▶ Data excerpts
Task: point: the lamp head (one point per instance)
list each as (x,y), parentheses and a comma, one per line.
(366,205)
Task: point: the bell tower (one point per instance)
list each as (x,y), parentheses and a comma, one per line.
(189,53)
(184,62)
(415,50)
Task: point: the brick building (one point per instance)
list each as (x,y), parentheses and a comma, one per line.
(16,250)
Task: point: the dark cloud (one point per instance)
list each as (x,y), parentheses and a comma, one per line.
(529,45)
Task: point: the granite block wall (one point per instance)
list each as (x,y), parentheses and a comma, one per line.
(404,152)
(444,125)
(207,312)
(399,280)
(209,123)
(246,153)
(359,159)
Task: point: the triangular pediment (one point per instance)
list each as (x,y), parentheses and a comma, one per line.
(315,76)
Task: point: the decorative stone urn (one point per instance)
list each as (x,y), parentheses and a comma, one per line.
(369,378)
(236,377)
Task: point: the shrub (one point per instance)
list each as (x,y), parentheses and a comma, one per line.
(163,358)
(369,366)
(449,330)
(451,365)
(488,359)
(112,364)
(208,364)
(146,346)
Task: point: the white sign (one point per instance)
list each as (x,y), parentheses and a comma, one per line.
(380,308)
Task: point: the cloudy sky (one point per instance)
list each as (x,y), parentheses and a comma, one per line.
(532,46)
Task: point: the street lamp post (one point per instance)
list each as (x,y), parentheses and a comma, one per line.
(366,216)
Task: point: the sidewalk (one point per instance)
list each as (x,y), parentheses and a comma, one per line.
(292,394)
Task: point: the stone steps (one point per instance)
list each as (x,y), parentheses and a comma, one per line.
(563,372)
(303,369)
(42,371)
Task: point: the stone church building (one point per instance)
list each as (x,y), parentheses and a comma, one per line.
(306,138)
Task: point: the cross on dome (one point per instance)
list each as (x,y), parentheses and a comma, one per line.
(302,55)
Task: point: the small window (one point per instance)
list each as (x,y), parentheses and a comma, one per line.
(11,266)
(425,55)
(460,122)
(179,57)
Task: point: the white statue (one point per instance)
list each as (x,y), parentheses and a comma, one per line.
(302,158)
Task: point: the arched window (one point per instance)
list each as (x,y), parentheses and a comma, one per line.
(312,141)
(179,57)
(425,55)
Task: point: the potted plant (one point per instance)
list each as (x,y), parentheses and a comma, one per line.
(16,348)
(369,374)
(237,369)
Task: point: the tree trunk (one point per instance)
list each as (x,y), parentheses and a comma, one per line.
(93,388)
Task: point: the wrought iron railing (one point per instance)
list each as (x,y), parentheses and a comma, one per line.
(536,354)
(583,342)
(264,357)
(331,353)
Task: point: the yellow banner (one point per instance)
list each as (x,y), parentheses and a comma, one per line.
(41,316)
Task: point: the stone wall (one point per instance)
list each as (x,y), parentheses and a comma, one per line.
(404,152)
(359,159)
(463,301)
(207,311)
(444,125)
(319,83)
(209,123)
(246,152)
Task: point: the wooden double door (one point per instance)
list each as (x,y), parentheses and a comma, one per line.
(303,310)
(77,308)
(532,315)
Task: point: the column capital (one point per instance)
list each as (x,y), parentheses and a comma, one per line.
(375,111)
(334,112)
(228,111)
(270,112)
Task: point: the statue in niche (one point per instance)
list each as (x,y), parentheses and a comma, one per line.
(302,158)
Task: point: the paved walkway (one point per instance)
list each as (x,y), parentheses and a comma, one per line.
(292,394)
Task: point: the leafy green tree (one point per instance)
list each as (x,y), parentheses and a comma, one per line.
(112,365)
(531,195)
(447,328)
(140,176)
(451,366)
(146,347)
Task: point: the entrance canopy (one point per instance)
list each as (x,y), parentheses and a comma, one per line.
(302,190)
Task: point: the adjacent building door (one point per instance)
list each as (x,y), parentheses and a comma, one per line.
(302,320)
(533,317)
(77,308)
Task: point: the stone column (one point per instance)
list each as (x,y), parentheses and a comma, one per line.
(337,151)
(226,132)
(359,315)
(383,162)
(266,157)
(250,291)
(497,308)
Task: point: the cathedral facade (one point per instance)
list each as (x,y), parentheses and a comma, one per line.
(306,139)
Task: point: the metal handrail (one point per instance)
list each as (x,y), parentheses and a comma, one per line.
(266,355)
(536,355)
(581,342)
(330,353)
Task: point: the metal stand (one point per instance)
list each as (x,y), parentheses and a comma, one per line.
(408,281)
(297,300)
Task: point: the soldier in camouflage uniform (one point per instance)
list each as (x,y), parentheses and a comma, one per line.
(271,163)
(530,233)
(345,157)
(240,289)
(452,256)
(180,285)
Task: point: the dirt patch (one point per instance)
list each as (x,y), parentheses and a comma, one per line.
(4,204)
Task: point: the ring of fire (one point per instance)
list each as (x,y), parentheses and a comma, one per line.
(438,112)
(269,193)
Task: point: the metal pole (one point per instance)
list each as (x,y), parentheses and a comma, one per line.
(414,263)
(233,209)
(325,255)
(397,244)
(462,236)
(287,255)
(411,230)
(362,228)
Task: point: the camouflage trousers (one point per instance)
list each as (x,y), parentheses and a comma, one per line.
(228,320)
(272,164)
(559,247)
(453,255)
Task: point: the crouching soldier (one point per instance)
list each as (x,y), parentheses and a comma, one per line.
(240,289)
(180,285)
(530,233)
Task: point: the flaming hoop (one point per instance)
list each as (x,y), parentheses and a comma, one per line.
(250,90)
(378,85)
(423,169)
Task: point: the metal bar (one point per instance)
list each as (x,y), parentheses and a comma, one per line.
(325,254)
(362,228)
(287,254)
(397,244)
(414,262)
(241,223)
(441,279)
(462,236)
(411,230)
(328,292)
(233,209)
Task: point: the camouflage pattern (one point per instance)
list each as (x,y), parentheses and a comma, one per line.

▶ Problem to work on
Please copy out each entry exactly as it appears above.

▶ Reply to the task
Task: point: the lamp head (one point per instance)
list each as (x,y), parentheses and a comma, one per line.
(366,205)
Task: point: the bell tower (one point per instance)
list each as (x,y), parentheses and a comma, one per line.
(189,53)
(184,62)
(415,50)
Task: point: the brick building (one point per instance)
list each as (x,y), parentheses and a comma, one per line.
(16,250)
Task: point: the dark cloud (one point per instance)
list each as (x,y), parentheses and a comma, one per line.
(529,45)
Task: point: the granite block wall (one point per instance)
list each as (x,y), parentheses and a comma, one per line.
(404,152)
(444,125)
(207,312)
(399,280)
(209,123)
(246,153)
(359,159)
Task: point: the triangular pediment (one point per instance)
list each as (x,y), parentheses and a comma, one per line.
(315,76)
Task: point: the decorative stone urn (one point per instance)
list each as (x,y), parentheses and a comma, one per line.
(369,378)
(236,377)
Task: point: the shrub (one point per instance)
list each as (x,y), parentheses and a comma, one per line.
(163,358)
(369,366)
(449,330)
(451,365)
(488,359)
(112,364)
(208,364)
(146,346)
Task: point: the white sign (one point per instance)
list each as (x,y), parentheses and a comma, one per line.
(380,308)
Task: point: the cloudy sky (one point per instance)
list each as (x,y), parentheses and a comma, one per line.
(532,46)
Task: point: the street lamp post (one point per instance)
list each as (x,y), parentheses and a comma, one per line.
(366,216)
Task: point: the sidewalk (one point per instance)
list each as (x,y), parentheses and a comma, one per line.
(292,394)
Task: point: the stone steps (one point per instance)
list each as (x,y), parentheses and a comma, one per line.
(563,372)
(303,369)
(42,371)
Task: point: the stone church building (one point per instance)
list each as (x,y), parentheses and a comma, one per line.
(306,138)
Task: point: the cross on dome (one point per instance)
list each as (x,y), parentheses and a comma, one per line.
(302,55)
Task: point: the small window (one point per instance)
list each as (x,y), parentheses and a comma, one per line.
(11,266)
(425,55)
(460,122)
(179,57)
Task: point: the white statue (one point per instance)
list each as (x,y), parentheses and a comma, one per line.
(302,158)
Task: point: the arched window (one point per instance)
list each as (x,y), parentheses and a comma, one per line.
(312,141)
(179,57)
(425,55)
Task: point: the potted plant (one point per instance)
list each as (x,y), parentheses and a comma, one per line.
(16,348)
(369,374)
(237,369)
Task: point: the tree trunk (one point per instance)
list each as (x,y), parentheses and a comma, one per line.
(93,388)
Task: point: the wrought iron railing (one point per instance)
list each as (x,y), parentheses and a comma, one per line.
(536,354)
(583,342)
(264,357)
(331,353)
Task: point: the yellow banner (one point per instance)
list each as (x,y), parentheses and a comma, one per line.
(41,316)
Task: point: the stone wall (one point per instance)
list each as (x,y), parentheses and a comma, one per line.
(404,152)
(359,159)
(463,301)
(207,311)
(444,125)
(319,83)
(209,123)
(246,152)
Task: point: the wooden double door (one point per instance)
list each as (x,y), parentheses and a comma, one per line.
(303,310)
(77,308)
(532,315)
Task: point: the column capital (one point per instance)
list each as (x,y), parentheses and a comma, one per line.
(375,111)
(334,112)
(228,111)
(270,112)
Task: point: the statue in niche (one point per instance)
list each as (x,y), parentheses and a comma, one per line.
(302,158)
Task: point: the paved walkway (one point per instance)
list each as (x,y), parentheses and a comma, one per line.
(292,394)
Task: point: the leafy green tree (one point per instance)
list each as (x,y), parentheses and a comma, one per line.
(112,365)
(531,195)
(447,328)
(140,176)
(451,366)
(146,347)
Task: point: the entrance canopy (one point per instance)
list each as (x,y), parentheses and a comma, one per line.
(302,190)
Task: point: the adjacent building door (one point per instance)
list each as (x,y), parentheses and a comma, one per line.
(302,320)
(533,317)
(77,308)
Task: point: the stone column (one point per instance)
list each as (x,y), parentheses and a comma, one per line.
(337,151)
(226,132)
(359,315)
(383,162)
(266,157)
(250,291)
(497,308)
Task: point: the cathedral facade (one point per instance)
list each as (x,y), parentheses and a comma, one per line.
(306,139)
Task: point: the metal handrail (one point per instance)
list each as (x,y), parentheses and a comma, one per line.
(266,355)
(536,355)
(581,342)
(330,353)
Task: point: the metal stand (one point per instance)
list each as (x,y), parentheses and a comma, one per line.
(408,281)
(297,300)
Task: point: the soldier in camouflage uniform (one point per instance)
list each as (x,y), parentheses and a comma, one per line.
(271,163)
(530,233)
(345,157)
(240,289)
(452,256)
(180,285)
Task: point: the dirt patch (one point per instance)
list each as (x,y), parentheses and a comma, one per line.
(4,204)
Task: point: the ring of fire (one point per instance)
list each as (x,y), parentheses and a comma, one per line.
(438,112)
(269,193)
Task: point: the metal pole (one point per instance)
list each as (x,y), parentheses and a comma, one per line.
(414,263)
(233,209)
(325,255)
(397,244)
(462,236)
(287,255)
(411,230)
(362,228)
Task: point: the camouflage trousers (one point per instance)
list each as (x,y), parentheses and a comma, one per line.
(228,320)
(272,164)
(559,247)
(453,255)
Task: point: the crouching soldier (one point per instance)
list each as (x,y), parentheses and a comma, one per line.
(240,289)
(180,285)
(530,233)
Task: point: the flaming hoop (one point per instance)
list each as (x,y), parentheses and a comma, one per line.
(250,90)
(378,85)
(423,169)
Task: point: the metal bar (one point per instance)
list each as (x,y), parentheses and a comma, one per line.
(325,254)
(362,228)
(287,254)
(397,244)
(414,262)
(241,223)
(441,279)
(462,236)
(411,230)
(328,292)
(233,209)
Task: point: the camouflage pattern (one point per instance)
list each as (x,y), parentheses and a comma, one per line.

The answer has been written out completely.